# [Lines from a collection]
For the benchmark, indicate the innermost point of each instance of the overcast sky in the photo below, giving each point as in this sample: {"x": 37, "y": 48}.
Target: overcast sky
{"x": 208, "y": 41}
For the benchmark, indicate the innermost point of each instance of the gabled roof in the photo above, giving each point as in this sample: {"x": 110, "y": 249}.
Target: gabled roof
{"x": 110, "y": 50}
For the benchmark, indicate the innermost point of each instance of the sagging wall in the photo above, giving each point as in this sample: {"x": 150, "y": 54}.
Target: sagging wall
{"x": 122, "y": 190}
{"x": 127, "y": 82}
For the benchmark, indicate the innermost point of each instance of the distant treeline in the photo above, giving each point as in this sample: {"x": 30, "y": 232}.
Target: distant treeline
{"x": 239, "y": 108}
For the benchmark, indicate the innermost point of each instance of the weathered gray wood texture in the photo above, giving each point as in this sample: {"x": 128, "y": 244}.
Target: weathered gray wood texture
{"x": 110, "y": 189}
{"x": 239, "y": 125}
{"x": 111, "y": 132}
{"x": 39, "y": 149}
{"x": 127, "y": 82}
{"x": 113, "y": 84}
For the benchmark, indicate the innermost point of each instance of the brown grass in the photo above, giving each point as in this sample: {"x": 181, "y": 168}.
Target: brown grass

# [Task prompt]
Can you rewrite all of the lines above, requests included, scaling every x and y coordinate in the answers by 1.75 and rounding to whole numbers with halves rounded up? Leave the requests and the sample coordinates inside them unchanged.

# [Written response]
For the benchmark, indicate the innermost point of each instance of the overcast sky in the photo below, giving each point as in this sample: {"x": 37, "y": 48}.
Target: overcast sky
{"x": 364, "y": 72}
For the benchmark, indicate the innermost point of each instance of the gabled roof in the photo above, giving each point as in this sample: {"x": 110, "y": 249}.
Target: gabled roof
{"x": 193, "y": 88}
For the benchmark, indicate the innermost point of each instance of the sagging wall in the photo above, giving each point as in this sample: {"x": 150, "y": 54}.
Target: sagging wall
{"x": 214, "y": 333}
{"x": 222, "y": 144}
For the benchmark, indicate the innermost point of each instance of the distant treeline in the photo above, giving each point as in this sample: {"x": 30, "y": 232}.
Target: distant treeline
{"x": 418, "y": 189}
For the benchmark, indicate the innermost point of each instance of the weathered gray wood texture in the photo above, giving each point as in this sample: {"x": 128, "y": 244}.
Target: weathered gray wood texture
{"x": 193, "y": 331}
{"x": 418, "y": 219}
{"x": 194, "y": 231}
{"x": 68, "y": 261}
{"x": 222, "y": 144}
{"x": 198, "y": 147}
For the benchmark, indicate the innermost point of each instance of the brown grass in the photo above, giving each point as in this sample: {"x": 181, "y": 168}.
Target: brown grass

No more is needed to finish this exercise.